# [Objectif de la tâche]
Recopiez à l'identique tout le passage de l'article sur les distributeurs du groupe Fiat, depuis « Publié le 24 » jusqu'à « combien en 2013 ? » inclus.

Où en sont les distributeurs du groupe Fiat ?

Publié le 24 janvier 2013

Par Tanguy Merrien
6 min de lecture
Absence de plan produits, résultats commerciaux en perte de vitesse, affaires fragilisées, les concessionnaires français du constructeur turinois reconnaissent naviguer à vue en ce début d’année 2013. Qu’attendre de ces prochains mois ? Comment relever la tête ? L’enthousiasme sera-t-il de retour ? Les opérateurs des marques italiennes se confient…
Seuls deux opérateurs ont quitté le réseau en 2012. Mais combien en 2013 ?

# [Entrées]

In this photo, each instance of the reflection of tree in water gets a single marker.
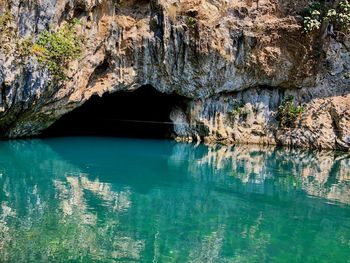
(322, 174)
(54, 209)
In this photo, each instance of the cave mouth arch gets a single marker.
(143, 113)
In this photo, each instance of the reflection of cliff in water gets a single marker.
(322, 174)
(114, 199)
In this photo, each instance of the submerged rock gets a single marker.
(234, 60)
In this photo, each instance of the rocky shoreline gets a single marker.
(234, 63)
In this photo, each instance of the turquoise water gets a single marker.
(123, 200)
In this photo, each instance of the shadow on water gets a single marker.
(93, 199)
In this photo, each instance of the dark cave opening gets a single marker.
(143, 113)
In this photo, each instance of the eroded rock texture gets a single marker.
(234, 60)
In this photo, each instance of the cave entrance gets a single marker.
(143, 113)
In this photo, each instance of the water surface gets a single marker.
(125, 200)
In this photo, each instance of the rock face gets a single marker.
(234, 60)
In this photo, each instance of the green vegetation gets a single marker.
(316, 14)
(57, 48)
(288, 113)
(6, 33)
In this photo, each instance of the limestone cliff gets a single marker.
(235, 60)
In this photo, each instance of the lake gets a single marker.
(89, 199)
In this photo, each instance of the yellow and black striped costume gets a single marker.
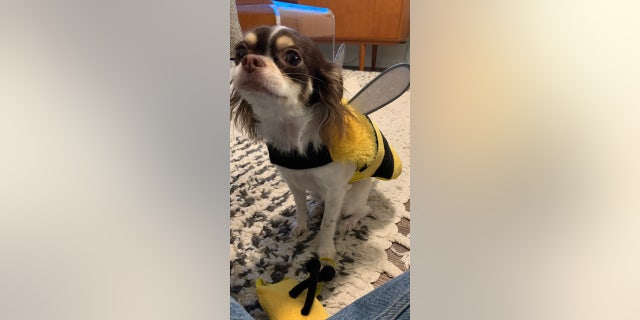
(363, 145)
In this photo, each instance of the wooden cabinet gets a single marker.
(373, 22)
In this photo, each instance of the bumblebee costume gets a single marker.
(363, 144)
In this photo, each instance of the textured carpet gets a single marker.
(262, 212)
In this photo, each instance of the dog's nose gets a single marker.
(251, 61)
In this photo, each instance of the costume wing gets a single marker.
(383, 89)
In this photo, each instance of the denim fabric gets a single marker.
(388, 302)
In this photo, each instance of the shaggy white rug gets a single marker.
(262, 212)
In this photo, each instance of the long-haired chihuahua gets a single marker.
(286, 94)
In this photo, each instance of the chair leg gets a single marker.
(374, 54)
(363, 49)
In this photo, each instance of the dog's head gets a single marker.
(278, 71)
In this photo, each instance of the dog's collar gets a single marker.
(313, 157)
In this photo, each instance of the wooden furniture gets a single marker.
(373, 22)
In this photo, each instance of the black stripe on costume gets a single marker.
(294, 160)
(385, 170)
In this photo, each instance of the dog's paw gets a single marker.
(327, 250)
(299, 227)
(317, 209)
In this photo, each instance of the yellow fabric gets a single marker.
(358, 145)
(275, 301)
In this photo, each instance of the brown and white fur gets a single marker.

==

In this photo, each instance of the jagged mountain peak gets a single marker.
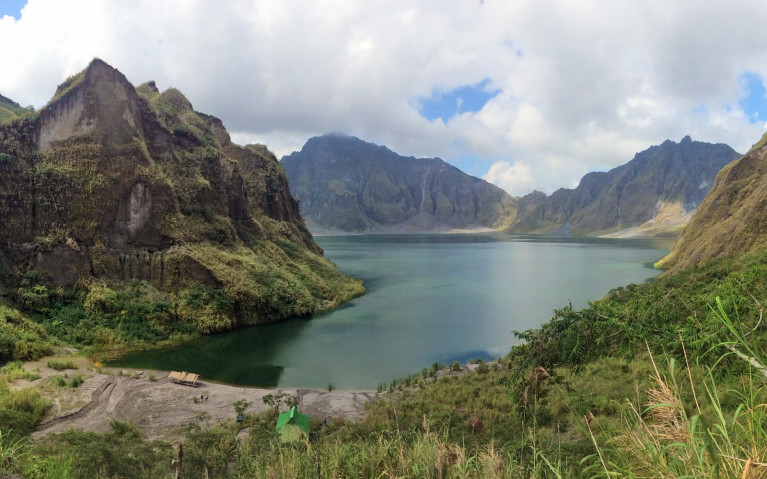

# [Résultat obtenu]
Publié le 24 janvier 2013

Par Tanguy Merrien
6 min de lecture
Absence de plan produits, résultats commerciaux en perte de vitesse, affaires fragilisées, les concessionnaires français du constructeur turinois reconnaissent naviguer à vue en ce début d’année 2013. Qu’attendre de ces prochains mois ? Comment relever la tête ? L’enthousiasme sera-t-il de retour ? Les opérateurs des marques italiennes se confient…
Seuls deux opérateurs ont quitté le réseau en 2012. Mais combien en 2013 ?